:: Supplied information ::

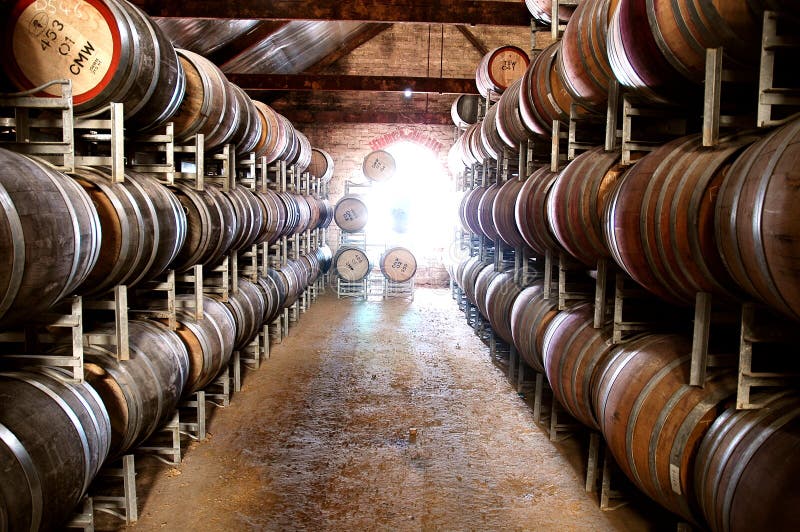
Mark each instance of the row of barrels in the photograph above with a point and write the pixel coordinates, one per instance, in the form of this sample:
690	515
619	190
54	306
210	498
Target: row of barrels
113	52
56	434
686	447
656	50
84	234
683	219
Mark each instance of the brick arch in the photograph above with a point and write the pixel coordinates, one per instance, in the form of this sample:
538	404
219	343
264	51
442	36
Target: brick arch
379	143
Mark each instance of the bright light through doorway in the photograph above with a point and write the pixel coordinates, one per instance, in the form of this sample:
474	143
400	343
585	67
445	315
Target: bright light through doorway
417	208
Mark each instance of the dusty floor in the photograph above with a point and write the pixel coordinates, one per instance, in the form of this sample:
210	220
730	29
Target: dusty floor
319	437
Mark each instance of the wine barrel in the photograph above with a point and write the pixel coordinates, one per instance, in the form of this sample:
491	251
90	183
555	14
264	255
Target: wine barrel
577	200
485	277
530	316
110	50
398	264
248	128
464	110
321	165
499	68
351	263
503	213
209	341
747	467
248	307
573	352
756	230
40	207
210	106
582	62
659	224
142	393
54	437
653	421
350	214
485	208
500	297
530	211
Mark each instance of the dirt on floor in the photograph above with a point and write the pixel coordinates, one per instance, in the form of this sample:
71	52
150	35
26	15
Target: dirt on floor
376	415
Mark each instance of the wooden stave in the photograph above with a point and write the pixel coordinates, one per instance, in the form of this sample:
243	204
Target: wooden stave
24	293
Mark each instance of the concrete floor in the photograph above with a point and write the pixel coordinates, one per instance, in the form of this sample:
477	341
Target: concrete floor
321	438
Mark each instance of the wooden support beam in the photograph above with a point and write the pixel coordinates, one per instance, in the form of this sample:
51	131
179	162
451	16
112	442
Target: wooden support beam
473	40
471	12
256	84
309	116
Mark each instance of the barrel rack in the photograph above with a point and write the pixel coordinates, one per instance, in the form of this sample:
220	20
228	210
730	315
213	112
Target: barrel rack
632	129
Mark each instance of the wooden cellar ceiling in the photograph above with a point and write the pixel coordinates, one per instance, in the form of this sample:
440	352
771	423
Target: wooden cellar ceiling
279	51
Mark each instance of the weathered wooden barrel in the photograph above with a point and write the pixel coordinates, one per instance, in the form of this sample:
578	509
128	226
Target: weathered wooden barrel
530	317
321	165
209	341
747	467
351	263
684	29
111	51
503	213
210	106
248	128
398	264
485	277
40	207
659	224
582	61
490	139
574	353
530	211
54	437
468	210
247	305
653	421
500	297
756	229
350	214
509	124
379	165
485	208
577	200
499	68
142	393
464	110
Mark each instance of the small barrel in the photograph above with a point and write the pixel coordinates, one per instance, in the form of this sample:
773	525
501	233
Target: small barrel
577	200
209	341
530	212
503	213
321	165
582	61
653	421
398	264
110	50
757	233
500	297
351	263
530	317
747	467
142	393
350	214
54	437
464	110
40	207
499	68
379	166
574	351
659	223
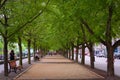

:::

Exercise brief:
Pick out every line in the items above that contains the word "rack" and copy each one.

Full output:
Mark each instance of the barrel rack in the photograph above with a point and write the pixel coordinates, one per instance, in the form of this sample:
Target: barrel rack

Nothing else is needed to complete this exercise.